__To be done__:
A – In the clock patent claims, what is the minimum number of display positions in the segmented mechanical display unit?
B – Decide whether each statement agrees with the clock patent claims, and quote the words that decide it: (i) The drive device sits on the back of the display substrate. (ii) The telescopic segments are flexible. (iii) In claim 2, the motion conversion mechanism is a crank-connecting rod mechanism.
C – Carry on the clock patent claims from the point where they end.

__Text to read__:
##########

1. A mechanical push-pull digital display clock device, comprising a control module, a time acquisition module, a drive execution unit, a segmented mechanical display unit, and a position calibration module, characterized in that: The segmented mechanical display unit includes a display substrate and at least four sets of display positions arranged side by side. Each set of display positions includes multiple independent and controllable rigid telescopic segments. The telescopic segments are slidably mounted on the display substrate and have a first state of retracting to be flush with the surface of the display substrate and a second state of protruding from the surface of the display substrate. The multiple telescopic segments are arranged in a predetermined topological pattern. The drive execution unit includes a drive device corresponding to each group of display positions. The drive device is disposed on the back of the display substrate, and its output end is connected to the proximal end of the telescopic section through a motion conversion mechanism. The position calibration module includes a marker located at a predetermined zero position of the motion conversion mechanism and a sensor fixedly mounted on the mechanical transmission base plate and corresponding to the marker. The sensor and the driving device are both electrically connected to the control module.

2. The mechanical push-pull digital display clock device according to claim 1, characterized in that: The motion conversion mechanism is a crank-connecting rod mechanism, including a crank fixedly connected to the output shaft of the drive device, a circular sliding end of the connecting rod hinged to the crank, and the other end of the connecting rod connected to the groove of the telescopic section.

##########

__Image boundary annotation records__:

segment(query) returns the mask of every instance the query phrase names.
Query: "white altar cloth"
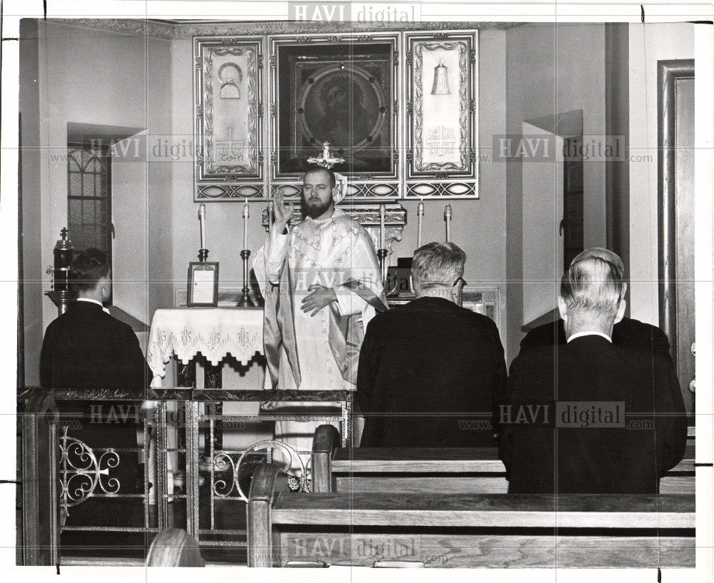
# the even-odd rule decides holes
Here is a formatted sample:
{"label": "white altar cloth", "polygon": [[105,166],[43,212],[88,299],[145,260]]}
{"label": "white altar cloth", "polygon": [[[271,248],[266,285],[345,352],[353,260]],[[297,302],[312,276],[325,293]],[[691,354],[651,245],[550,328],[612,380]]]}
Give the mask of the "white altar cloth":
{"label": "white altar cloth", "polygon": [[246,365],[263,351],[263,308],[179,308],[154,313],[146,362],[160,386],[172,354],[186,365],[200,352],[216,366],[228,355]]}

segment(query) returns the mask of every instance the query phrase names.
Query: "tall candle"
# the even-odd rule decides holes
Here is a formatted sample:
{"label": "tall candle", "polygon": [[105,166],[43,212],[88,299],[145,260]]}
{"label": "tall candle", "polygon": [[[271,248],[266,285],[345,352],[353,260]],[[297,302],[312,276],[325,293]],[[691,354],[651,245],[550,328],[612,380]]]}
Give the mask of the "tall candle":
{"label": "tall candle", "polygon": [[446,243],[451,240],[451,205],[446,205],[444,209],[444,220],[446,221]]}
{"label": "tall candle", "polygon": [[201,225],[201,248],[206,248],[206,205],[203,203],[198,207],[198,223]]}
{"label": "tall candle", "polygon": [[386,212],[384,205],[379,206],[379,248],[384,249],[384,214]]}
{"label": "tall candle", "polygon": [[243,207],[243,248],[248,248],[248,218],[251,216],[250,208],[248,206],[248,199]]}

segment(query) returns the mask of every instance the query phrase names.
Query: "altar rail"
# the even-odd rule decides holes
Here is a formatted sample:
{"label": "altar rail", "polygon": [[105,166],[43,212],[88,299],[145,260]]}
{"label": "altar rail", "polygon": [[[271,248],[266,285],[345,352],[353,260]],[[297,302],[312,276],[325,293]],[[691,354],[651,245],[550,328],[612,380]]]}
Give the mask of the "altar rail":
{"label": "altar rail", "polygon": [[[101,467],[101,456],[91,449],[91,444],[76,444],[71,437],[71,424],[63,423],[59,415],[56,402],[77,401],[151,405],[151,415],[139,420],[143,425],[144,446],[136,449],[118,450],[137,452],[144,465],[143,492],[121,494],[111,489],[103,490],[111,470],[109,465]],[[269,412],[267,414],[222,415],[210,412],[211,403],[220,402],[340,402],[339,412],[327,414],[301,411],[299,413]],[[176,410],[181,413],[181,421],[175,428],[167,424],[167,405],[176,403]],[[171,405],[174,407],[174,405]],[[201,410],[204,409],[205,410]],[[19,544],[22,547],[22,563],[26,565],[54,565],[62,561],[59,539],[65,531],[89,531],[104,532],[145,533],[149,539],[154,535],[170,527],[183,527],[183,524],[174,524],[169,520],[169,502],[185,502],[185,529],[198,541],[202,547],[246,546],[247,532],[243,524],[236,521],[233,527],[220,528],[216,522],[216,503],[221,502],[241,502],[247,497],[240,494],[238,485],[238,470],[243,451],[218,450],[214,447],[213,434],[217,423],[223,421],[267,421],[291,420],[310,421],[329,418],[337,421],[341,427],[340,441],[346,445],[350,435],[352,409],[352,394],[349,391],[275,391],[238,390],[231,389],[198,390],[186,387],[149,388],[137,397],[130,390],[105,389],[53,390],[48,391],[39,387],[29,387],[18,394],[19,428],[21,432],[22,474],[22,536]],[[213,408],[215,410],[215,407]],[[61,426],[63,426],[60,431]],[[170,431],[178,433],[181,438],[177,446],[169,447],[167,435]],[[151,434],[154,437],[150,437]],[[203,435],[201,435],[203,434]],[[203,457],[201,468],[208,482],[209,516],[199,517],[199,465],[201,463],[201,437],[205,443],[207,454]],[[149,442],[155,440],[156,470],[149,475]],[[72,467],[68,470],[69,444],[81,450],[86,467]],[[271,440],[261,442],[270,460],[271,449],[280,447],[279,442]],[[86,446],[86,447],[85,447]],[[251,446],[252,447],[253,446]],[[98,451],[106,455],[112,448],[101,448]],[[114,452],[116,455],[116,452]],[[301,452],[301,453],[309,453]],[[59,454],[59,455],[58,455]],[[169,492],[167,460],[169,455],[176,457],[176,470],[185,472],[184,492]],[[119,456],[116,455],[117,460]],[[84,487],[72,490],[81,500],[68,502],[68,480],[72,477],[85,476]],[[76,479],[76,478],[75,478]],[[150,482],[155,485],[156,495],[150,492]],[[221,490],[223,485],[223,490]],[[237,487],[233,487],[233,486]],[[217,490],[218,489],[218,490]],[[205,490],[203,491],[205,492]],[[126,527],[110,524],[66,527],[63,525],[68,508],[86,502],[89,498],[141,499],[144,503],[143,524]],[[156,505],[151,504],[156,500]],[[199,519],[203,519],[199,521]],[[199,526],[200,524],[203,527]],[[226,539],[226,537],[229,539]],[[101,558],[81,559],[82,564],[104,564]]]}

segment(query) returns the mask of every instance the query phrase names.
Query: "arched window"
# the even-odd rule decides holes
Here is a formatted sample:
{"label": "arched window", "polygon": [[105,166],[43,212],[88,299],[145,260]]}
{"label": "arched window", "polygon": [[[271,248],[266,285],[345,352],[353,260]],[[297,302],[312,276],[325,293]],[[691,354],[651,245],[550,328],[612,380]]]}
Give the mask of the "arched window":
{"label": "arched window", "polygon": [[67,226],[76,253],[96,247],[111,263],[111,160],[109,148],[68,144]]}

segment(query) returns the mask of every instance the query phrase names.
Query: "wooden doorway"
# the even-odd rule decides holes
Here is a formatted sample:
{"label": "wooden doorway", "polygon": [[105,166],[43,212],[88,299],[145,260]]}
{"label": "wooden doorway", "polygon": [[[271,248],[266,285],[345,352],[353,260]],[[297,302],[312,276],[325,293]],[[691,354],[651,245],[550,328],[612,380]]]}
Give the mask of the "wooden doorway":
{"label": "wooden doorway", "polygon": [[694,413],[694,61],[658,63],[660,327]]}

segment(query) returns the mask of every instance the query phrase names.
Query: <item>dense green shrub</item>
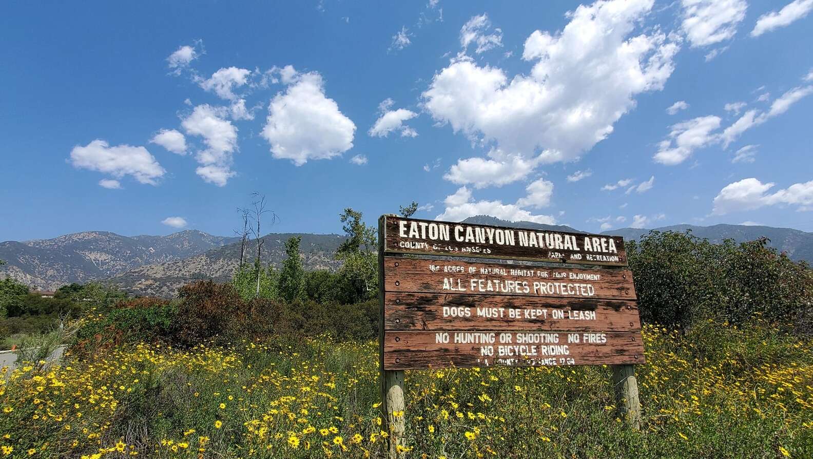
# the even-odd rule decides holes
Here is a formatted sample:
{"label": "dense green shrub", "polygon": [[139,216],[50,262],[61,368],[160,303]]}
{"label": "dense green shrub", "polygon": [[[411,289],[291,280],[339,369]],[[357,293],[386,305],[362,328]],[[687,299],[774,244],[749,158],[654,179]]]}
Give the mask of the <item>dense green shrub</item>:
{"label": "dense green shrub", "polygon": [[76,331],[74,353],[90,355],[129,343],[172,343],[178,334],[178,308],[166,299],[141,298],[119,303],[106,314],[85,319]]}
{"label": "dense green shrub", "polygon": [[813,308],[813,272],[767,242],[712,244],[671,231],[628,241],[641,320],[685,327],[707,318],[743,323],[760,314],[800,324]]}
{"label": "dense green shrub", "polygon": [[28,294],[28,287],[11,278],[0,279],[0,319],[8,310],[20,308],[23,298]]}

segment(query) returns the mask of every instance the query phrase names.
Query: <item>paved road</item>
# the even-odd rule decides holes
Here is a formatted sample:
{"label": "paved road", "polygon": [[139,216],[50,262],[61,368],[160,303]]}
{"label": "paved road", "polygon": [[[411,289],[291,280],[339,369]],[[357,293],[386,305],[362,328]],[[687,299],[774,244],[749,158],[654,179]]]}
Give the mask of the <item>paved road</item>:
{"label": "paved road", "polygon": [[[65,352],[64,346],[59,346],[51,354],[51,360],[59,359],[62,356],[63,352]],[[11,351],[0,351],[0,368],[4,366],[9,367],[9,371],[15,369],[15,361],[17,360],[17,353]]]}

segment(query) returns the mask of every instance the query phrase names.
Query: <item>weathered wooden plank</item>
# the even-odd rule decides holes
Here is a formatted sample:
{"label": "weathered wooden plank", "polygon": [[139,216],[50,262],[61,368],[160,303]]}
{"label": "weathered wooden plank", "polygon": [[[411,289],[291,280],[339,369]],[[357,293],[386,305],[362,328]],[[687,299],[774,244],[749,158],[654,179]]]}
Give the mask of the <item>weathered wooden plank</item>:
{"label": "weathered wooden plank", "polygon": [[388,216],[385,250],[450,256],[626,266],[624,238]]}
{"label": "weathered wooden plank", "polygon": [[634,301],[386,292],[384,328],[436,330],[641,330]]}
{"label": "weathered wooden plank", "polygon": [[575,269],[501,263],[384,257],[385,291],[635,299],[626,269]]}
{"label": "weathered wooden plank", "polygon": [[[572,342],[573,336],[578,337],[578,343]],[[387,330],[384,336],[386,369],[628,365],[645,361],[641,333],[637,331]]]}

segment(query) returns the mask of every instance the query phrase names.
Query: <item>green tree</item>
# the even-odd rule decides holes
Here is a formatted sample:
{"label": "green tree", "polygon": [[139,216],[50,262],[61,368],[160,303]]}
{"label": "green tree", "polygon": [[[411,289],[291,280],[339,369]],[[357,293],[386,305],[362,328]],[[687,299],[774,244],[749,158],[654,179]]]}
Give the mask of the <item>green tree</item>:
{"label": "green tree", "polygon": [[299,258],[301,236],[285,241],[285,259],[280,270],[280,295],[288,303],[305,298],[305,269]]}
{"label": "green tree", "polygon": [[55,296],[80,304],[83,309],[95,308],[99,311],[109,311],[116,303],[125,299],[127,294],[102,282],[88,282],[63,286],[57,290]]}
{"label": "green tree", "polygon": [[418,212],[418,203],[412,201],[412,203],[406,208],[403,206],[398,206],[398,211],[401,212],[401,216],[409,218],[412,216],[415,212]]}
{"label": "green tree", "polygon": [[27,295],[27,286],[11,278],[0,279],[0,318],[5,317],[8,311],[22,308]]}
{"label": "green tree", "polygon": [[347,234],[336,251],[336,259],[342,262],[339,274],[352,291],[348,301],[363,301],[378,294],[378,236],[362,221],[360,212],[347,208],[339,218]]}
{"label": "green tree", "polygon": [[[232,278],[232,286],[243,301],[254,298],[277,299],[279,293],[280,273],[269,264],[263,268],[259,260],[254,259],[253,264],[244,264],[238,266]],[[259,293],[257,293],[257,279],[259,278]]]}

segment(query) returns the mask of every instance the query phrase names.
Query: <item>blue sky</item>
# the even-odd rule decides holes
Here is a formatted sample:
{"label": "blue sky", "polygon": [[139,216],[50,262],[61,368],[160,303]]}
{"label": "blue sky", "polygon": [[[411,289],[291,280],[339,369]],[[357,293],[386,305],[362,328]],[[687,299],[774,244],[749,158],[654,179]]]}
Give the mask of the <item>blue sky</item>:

##########

__The responses__:
A – At least four sets, arranged side by side.

B –
(i) Yes: "The drive device is disposed on the back of the display substrate"
(ii) No: "multiple independent and controllable rigid telescopic segments"
(iii) Yes: "The motion conversion mechanism is a crank-connecting rod mechanism"

C –
3. The mechanical push-pull digital display clock device according to claim 2, characterized in that: The eccentricity of the crank is 3±0.1mm.

4. The mechanical push-pull digital display clock device according to claim 1, characterized in that: The motion conversion mechanism is an electromagnetic direct drive mechanism, including an electromagnetic coil electrically connected to the control module and a permanent magnet fixedly connected to the near end of the telescopic section. The permanent magnet is magnetically coupled to the electromagnetic coil, and an elastic reset element that provides a reset force is sleeved on the telescopic section.

5. The mechanical push-pull digital display clock device according to claim 2 or 3, characterized in that: One end of the connecting rod is connected to the groove of the telescopic section through the guide groove of the front mechanical transmission base plate, and the other end of the connecting rod is connected to the guide groove of the rear mechanical transmission base plate.

6. The mechanical push-pull digital display clock device according to claim 5, characterized in that: The width of the guide groove is 4±0.05mm.

7. The mechanical push-pull digital display clock device according to any one of claims 1 to 4, characterized in that: The marker is a magnet, the sensor is a magnetic field sensor, and the installation gap between the magnet and the magnetic field sensor is no more than 2mm.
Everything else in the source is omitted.